Text passage |
** start **
Gay City News (stylized as gcn) is an free weekly LGBT newspaper based in New York City focusing on local and national issues relating to LGBT community. It was founded in 1994 as Lesbian Gay New York, later LGNY, and was sold to Community Media LLC, owner of The Villager, in 2002, which renamed the publication. It is the largest LGBT newspaper in the United States, with a circulation of 47,000.

Background

Gay City News came into existence after several incarnations. The newspaper began to form in the late 1980s after the collapse of the LGBT newsmagazine OutWeek (which came into existence in 1989 to compete against the then-dominant New York Native—which itself folded in 1997). OutWeek was known for firebrand activist style journalism and provided coverage of a then nascent gay rights movement. It was one of the first publications to undertake scientific reporting on the growing AIDS crisis.

After an investor squabble that closed the magazine, Troy Masters, then an advertising director at OutWeek, led the formation of a group to create a new publication; that publication became known as QW (or QueerWeek), the first glossy gay magazine, and was funded by William F. Chafin. Chafin died before the publication could make a profit, and the magazine was closed upon his death.
** end **
Information supplied |
** start **
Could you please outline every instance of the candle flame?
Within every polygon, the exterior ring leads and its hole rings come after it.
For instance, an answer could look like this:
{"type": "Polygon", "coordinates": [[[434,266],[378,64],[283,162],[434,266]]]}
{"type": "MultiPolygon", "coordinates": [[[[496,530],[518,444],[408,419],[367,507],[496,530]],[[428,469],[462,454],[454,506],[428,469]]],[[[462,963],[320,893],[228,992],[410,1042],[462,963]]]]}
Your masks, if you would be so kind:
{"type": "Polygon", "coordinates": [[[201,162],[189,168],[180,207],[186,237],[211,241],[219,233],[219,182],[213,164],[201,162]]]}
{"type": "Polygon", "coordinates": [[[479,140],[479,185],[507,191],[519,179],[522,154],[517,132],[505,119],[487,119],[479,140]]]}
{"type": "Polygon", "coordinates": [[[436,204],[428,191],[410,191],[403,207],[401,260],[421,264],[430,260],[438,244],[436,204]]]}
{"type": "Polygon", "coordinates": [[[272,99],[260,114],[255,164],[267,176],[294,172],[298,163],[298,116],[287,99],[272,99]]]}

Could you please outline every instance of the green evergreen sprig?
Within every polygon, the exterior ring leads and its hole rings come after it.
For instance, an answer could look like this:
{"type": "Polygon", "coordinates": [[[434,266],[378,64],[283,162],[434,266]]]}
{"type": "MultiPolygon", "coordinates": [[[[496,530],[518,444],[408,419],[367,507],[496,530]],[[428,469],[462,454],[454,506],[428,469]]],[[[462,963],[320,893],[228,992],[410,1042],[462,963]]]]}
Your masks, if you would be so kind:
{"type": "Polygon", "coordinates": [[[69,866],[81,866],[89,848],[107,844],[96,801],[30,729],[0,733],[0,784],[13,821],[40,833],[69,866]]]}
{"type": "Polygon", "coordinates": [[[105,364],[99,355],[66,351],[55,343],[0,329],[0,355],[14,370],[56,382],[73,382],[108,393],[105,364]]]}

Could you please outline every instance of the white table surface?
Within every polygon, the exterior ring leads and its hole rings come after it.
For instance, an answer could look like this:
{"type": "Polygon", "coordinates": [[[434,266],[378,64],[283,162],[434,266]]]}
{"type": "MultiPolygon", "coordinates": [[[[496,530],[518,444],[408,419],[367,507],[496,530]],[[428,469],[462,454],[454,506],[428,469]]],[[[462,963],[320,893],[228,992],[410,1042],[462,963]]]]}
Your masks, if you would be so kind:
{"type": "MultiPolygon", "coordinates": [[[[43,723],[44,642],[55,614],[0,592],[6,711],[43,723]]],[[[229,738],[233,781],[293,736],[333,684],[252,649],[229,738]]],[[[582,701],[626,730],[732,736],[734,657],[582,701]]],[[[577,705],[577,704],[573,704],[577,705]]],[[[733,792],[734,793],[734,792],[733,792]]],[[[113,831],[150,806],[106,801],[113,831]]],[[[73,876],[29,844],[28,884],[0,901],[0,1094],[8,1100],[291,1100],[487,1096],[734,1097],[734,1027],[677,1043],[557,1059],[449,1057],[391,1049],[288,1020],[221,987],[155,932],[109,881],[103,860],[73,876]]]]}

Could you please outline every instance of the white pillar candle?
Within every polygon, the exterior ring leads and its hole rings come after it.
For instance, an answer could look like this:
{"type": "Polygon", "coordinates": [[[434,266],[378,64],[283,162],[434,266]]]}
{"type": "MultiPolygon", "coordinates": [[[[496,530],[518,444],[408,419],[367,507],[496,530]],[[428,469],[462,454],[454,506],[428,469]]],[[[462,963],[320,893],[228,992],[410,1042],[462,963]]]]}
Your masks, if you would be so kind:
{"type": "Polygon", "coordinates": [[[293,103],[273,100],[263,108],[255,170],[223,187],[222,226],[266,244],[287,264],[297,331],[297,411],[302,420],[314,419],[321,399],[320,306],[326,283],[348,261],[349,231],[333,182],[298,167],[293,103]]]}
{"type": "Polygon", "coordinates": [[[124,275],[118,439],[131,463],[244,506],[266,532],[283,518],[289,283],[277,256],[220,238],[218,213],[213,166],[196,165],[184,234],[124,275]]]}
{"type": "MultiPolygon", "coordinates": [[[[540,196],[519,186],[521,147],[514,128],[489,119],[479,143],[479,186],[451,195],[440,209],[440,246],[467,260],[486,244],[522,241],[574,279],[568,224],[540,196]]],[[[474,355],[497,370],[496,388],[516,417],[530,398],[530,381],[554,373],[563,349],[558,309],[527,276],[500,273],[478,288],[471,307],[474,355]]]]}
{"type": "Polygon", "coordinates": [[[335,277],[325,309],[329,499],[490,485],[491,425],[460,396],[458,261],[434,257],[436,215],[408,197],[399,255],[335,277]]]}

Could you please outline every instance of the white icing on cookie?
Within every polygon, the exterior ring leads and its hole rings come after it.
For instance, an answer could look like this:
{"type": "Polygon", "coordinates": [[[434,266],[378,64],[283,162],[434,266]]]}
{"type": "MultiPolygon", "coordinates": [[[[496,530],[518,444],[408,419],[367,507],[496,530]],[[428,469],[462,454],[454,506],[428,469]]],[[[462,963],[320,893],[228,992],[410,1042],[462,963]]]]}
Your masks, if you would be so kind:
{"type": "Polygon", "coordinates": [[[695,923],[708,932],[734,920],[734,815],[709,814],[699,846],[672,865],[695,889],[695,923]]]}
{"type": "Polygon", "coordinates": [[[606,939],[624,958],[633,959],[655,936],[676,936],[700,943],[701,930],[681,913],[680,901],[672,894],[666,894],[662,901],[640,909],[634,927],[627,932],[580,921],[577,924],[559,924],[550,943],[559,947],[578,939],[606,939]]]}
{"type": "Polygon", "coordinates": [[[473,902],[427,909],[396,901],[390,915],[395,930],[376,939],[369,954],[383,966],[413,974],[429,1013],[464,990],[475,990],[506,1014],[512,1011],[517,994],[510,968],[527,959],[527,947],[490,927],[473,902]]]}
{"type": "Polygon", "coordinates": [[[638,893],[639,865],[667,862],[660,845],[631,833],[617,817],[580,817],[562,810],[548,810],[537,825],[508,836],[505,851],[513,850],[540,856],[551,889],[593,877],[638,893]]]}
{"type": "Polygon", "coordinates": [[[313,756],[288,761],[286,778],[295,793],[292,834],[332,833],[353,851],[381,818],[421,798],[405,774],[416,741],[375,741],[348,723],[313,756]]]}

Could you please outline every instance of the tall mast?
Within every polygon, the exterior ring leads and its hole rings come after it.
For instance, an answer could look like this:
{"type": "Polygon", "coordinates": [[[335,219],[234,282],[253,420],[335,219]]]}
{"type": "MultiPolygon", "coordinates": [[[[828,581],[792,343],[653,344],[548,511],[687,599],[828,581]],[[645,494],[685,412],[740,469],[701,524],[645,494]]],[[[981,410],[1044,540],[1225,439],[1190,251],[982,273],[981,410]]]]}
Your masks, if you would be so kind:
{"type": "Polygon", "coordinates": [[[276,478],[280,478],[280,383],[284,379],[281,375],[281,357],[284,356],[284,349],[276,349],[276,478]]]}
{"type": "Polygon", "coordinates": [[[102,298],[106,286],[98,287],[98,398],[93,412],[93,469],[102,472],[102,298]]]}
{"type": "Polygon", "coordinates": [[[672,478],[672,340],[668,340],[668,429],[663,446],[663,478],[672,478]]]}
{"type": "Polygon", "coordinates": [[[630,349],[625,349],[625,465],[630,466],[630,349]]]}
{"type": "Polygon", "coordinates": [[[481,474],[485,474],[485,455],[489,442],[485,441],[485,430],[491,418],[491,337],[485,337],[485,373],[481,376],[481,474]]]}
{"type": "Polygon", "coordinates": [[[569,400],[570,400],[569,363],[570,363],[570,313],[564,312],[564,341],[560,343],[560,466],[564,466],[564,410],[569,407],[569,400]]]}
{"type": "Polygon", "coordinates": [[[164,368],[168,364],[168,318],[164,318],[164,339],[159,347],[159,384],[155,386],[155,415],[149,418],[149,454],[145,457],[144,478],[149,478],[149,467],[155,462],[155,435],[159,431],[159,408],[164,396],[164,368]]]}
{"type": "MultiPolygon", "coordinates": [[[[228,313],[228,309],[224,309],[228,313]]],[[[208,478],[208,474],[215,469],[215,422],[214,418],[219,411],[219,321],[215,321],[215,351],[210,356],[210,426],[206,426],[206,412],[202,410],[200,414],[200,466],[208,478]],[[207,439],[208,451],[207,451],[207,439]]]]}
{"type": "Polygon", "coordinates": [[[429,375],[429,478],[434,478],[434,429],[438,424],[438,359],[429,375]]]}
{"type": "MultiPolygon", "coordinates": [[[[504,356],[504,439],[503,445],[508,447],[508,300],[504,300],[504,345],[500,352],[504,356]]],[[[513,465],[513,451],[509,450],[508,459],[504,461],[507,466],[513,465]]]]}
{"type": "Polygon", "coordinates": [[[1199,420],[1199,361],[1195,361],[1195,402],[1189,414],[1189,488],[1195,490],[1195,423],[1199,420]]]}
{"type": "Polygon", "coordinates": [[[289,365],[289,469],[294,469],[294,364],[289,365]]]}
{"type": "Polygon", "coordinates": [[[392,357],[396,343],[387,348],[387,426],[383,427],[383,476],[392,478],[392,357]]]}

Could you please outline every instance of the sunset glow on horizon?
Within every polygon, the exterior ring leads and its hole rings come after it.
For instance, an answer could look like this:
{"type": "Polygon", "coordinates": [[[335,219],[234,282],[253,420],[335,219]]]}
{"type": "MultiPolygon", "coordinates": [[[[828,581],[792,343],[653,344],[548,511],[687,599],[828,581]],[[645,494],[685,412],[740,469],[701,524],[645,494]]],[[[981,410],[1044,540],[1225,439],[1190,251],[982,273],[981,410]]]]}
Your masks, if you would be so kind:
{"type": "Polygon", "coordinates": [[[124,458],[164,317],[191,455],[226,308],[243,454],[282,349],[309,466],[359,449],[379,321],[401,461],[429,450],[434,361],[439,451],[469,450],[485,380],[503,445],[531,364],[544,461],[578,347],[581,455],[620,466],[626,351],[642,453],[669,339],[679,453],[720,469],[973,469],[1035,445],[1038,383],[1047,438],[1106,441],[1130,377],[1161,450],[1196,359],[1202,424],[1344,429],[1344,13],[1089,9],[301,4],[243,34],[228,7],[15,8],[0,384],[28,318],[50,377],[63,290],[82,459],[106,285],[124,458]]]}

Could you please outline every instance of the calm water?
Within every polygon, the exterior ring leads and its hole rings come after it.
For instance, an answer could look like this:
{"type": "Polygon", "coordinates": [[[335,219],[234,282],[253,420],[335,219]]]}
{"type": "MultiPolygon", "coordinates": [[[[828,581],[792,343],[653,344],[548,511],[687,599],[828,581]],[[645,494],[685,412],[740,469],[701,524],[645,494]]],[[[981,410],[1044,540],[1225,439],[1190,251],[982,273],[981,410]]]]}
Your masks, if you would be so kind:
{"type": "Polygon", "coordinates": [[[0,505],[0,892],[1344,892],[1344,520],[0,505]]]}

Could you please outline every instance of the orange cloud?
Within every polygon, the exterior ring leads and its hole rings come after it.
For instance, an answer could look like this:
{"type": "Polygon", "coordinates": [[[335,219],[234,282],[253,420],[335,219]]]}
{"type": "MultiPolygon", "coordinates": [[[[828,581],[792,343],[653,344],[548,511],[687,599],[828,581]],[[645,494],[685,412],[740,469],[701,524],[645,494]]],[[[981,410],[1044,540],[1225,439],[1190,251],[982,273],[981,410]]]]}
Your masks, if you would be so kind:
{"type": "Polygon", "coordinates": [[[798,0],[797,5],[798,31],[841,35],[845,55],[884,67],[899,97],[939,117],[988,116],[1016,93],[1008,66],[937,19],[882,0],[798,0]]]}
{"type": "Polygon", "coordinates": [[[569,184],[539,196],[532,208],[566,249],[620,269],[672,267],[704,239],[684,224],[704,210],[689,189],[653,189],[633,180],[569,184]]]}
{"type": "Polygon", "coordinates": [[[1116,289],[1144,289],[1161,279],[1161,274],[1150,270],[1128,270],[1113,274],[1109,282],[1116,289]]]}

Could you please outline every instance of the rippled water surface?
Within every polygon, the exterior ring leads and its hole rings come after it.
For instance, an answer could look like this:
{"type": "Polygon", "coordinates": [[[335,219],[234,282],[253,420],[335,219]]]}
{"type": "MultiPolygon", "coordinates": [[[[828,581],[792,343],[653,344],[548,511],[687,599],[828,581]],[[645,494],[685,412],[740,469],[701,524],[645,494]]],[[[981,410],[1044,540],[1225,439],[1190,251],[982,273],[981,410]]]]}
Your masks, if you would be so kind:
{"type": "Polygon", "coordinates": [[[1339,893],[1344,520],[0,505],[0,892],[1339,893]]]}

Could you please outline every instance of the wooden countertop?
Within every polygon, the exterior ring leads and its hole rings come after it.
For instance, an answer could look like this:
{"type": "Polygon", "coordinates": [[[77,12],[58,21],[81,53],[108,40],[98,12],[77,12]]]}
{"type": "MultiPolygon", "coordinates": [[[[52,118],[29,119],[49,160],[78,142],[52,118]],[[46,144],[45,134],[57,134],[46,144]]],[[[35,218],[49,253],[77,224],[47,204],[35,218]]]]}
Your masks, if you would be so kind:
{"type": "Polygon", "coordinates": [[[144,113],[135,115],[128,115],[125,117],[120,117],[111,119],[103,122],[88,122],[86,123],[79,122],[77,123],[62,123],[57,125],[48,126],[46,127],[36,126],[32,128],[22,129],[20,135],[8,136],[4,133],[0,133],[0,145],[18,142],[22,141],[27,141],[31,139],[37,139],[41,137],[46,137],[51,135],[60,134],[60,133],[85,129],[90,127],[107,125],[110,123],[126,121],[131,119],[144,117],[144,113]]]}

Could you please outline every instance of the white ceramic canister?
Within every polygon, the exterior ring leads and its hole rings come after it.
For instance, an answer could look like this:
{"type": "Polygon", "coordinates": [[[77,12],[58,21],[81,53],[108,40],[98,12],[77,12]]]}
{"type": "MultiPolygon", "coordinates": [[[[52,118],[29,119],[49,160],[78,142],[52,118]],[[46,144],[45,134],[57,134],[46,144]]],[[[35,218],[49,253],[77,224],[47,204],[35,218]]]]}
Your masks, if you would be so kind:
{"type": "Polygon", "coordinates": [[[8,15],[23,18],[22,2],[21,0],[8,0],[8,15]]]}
** end **
Tasks to carry out |
1. Answer these questions about the text on Gay City News, one per line:
(a) In what year was the paper founded, and under what first name?
(b) What kind of reporting was OutWeek one of the first publications to undertake?
(c) Who funded QW?
2. Render the lines of the records as a Markdown table with the columns Row and Line, starting with the line that contains "Could you please outline every instance of the white ceramic" and going on through the last line of the records. Leave out any blank lines.

Solutions for each task |
1.
(a) 1994, as Lesbian Gay New York
(b) Scientific reporting on the growing AIDS crisis
(c) William F. Chafin

2.
| Row | Line |
|---|---|
| 1 | Could you please outline every instance of the white ceramic canister? |
| 2 | Within every polygon, the exterior ring leads and its hole rings come after it. |
| 3 | For instance, an answer could look like this: |
| 4 | {"type": "Polygon", "coordinates": [[[77,12],[58,21],[81,53],[108,40],[98,12],[77,12]]]} |
| 5 | {"type": "MultiPolygon", "coordinates": [[[[52,118],[29,119],[49,160],[78,142],[52,118]],[[46,144],[45,134],[57,134],[46,144]]],[[[35,218],[49,253],[77,224],[47,204],[35,218]]]]} |
| 6 | Your masks, if you would be so kind: |
| 7 | {"type": "Polygon", "coordinates": [[[8,15],[23,18],[22,2],[21,0],[8,0],[8,15]]]} |